══ Dataset content

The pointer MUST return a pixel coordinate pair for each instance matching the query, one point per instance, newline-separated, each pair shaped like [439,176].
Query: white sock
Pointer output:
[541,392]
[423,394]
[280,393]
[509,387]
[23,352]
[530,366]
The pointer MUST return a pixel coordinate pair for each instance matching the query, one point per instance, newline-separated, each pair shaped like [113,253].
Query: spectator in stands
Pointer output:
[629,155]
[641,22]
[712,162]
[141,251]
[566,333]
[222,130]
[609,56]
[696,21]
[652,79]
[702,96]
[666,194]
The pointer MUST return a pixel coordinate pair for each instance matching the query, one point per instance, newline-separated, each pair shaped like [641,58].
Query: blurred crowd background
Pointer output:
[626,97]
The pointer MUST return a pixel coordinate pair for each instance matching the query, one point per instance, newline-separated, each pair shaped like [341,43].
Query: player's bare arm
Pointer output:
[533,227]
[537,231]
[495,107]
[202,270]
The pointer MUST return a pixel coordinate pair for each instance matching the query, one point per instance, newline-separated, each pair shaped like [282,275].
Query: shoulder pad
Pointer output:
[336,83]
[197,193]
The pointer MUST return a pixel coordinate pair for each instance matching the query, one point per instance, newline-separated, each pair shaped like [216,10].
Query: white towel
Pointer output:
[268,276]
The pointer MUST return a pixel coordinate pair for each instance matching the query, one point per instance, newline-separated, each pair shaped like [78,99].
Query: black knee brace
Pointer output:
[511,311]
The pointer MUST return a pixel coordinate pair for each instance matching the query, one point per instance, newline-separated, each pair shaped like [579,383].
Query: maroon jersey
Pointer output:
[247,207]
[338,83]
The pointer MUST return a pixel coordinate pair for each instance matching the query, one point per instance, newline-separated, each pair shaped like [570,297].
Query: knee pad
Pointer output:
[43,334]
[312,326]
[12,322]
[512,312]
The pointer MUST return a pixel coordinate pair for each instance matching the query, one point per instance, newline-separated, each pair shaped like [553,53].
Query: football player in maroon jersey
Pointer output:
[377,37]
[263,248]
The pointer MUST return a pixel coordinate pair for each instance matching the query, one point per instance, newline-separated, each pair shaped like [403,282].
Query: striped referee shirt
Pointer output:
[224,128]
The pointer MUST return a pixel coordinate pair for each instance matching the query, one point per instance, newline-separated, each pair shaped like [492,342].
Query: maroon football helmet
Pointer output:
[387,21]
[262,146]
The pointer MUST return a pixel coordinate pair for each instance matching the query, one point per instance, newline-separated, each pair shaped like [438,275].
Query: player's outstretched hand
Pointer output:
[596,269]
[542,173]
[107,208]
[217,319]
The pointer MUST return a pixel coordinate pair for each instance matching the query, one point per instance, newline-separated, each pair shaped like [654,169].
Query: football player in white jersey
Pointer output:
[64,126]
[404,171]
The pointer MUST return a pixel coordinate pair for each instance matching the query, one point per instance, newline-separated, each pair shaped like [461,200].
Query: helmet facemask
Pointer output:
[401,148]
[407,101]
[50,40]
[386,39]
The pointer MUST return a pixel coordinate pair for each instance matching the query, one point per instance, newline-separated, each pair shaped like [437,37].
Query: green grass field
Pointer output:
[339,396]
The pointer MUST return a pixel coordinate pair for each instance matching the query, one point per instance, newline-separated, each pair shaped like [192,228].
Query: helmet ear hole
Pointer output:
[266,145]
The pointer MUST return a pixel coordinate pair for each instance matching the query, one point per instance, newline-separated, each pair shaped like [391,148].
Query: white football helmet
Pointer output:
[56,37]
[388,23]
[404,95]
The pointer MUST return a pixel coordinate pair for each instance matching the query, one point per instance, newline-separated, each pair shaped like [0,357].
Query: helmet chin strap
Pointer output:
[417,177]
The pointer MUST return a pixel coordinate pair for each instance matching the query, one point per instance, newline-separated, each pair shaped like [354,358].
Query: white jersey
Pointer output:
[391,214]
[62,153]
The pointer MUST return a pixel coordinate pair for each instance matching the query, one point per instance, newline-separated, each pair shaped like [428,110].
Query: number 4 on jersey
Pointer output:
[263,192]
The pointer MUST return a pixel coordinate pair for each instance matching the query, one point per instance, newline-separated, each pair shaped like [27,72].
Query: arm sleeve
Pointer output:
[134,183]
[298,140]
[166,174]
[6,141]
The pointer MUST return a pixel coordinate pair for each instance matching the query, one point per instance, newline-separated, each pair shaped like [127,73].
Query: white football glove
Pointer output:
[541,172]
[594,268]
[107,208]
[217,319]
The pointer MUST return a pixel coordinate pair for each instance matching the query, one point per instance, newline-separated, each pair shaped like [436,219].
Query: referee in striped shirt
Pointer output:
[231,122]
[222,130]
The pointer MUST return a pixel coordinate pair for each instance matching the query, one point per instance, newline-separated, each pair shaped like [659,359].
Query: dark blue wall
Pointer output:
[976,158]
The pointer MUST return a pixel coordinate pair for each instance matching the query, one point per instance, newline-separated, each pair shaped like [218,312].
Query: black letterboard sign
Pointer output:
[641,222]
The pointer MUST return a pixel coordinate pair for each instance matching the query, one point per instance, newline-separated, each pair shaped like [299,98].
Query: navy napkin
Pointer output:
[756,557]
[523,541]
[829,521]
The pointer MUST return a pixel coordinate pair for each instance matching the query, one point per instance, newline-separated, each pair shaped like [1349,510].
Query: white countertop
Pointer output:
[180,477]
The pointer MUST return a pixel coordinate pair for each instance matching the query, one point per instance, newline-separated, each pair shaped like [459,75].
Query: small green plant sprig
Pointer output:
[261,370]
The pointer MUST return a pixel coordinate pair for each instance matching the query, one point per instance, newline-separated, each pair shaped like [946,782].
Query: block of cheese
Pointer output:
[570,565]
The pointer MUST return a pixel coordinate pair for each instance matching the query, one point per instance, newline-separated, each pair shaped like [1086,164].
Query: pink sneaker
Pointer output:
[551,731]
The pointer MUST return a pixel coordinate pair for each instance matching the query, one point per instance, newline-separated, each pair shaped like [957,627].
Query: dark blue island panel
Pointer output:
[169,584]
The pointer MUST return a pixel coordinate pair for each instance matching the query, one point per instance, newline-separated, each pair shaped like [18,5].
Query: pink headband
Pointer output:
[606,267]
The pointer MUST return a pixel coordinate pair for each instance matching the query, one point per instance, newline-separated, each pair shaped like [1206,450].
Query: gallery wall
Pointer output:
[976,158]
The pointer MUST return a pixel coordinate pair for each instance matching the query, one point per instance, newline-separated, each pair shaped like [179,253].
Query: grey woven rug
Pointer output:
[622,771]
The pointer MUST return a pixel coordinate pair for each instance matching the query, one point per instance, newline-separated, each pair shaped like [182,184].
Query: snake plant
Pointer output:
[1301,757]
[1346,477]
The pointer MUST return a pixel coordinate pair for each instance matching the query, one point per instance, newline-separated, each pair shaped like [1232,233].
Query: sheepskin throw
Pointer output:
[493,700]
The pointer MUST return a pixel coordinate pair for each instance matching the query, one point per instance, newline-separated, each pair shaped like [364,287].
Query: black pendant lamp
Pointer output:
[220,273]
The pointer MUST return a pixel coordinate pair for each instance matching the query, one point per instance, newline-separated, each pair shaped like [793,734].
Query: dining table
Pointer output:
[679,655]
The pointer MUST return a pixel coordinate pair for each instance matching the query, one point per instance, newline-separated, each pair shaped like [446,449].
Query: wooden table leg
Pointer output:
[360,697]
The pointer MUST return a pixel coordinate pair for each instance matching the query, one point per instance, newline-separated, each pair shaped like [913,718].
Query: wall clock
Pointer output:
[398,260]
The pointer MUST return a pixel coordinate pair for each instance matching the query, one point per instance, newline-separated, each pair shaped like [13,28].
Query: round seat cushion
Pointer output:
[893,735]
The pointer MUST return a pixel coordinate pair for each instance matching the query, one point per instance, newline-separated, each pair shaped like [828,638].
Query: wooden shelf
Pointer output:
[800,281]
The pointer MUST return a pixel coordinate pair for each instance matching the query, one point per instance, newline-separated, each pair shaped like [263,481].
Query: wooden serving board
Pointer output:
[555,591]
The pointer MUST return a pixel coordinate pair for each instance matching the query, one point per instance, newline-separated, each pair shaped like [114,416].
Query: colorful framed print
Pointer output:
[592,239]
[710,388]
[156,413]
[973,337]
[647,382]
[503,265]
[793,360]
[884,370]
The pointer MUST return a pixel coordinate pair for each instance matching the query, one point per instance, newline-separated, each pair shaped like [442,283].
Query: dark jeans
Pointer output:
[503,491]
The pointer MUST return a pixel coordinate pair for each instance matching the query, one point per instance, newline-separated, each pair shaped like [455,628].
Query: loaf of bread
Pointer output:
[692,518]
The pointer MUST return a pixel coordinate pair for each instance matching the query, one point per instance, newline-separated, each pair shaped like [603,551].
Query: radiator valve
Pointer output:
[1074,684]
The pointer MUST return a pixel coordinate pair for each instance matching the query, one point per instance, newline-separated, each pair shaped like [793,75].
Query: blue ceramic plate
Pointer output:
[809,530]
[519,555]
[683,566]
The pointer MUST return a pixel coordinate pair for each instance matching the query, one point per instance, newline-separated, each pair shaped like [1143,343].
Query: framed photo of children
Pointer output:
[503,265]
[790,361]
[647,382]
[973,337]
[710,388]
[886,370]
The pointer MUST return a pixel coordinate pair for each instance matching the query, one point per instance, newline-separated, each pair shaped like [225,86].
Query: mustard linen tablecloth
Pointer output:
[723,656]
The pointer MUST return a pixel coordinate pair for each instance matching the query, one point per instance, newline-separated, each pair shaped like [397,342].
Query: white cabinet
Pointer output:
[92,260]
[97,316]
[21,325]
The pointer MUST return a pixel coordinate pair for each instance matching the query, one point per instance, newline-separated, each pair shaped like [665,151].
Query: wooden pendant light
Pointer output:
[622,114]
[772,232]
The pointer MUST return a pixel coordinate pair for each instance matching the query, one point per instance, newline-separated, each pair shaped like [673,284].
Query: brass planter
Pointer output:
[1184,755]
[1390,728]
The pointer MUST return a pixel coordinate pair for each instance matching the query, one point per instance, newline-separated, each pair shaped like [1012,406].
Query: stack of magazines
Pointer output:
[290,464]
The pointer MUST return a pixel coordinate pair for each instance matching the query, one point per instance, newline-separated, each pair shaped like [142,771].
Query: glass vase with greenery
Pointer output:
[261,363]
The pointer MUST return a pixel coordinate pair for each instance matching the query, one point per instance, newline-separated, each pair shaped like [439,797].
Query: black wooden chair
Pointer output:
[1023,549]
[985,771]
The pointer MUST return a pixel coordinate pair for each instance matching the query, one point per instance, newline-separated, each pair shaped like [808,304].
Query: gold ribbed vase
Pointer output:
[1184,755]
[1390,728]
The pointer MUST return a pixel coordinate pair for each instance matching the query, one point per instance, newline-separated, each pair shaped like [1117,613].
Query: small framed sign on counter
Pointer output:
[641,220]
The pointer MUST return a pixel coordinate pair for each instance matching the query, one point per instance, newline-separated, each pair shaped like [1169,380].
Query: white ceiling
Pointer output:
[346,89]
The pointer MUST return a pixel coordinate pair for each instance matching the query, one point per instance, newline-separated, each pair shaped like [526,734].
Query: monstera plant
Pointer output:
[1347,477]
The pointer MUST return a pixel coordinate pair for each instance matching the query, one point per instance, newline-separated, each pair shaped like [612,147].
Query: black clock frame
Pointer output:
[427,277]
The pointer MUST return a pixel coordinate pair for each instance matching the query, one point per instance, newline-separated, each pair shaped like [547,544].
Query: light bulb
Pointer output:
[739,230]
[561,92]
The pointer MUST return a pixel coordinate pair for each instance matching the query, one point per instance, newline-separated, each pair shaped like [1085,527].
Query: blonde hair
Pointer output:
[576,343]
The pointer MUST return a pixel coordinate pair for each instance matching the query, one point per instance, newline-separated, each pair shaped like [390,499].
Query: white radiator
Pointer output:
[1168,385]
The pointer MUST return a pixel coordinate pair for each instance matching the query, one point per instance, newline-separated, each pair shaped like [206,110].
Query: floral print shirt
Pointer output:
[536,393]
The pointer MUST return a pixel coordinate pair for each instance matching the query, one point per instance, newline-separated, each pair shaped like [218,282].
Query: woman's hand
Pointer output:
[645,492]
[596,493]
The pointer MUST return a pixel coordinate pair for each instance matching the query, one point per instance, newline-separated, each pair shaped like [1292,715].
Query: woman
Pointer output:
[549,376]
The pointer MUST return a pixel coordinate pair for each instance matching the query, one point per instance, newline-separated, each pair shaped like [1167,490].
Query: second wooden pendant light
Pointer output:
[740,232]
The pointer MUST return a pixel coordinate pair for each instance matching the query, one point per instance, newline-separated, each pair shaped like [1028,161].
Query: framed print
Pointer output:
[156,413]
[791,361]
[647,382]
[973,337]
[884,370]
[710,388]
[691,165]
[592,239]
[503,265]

════

- _Brief_: When a line of the data holds the string "striped", pick it out and copy it.

- _Task result_:
Query: striped referee shirt
Query: referee in striped shirt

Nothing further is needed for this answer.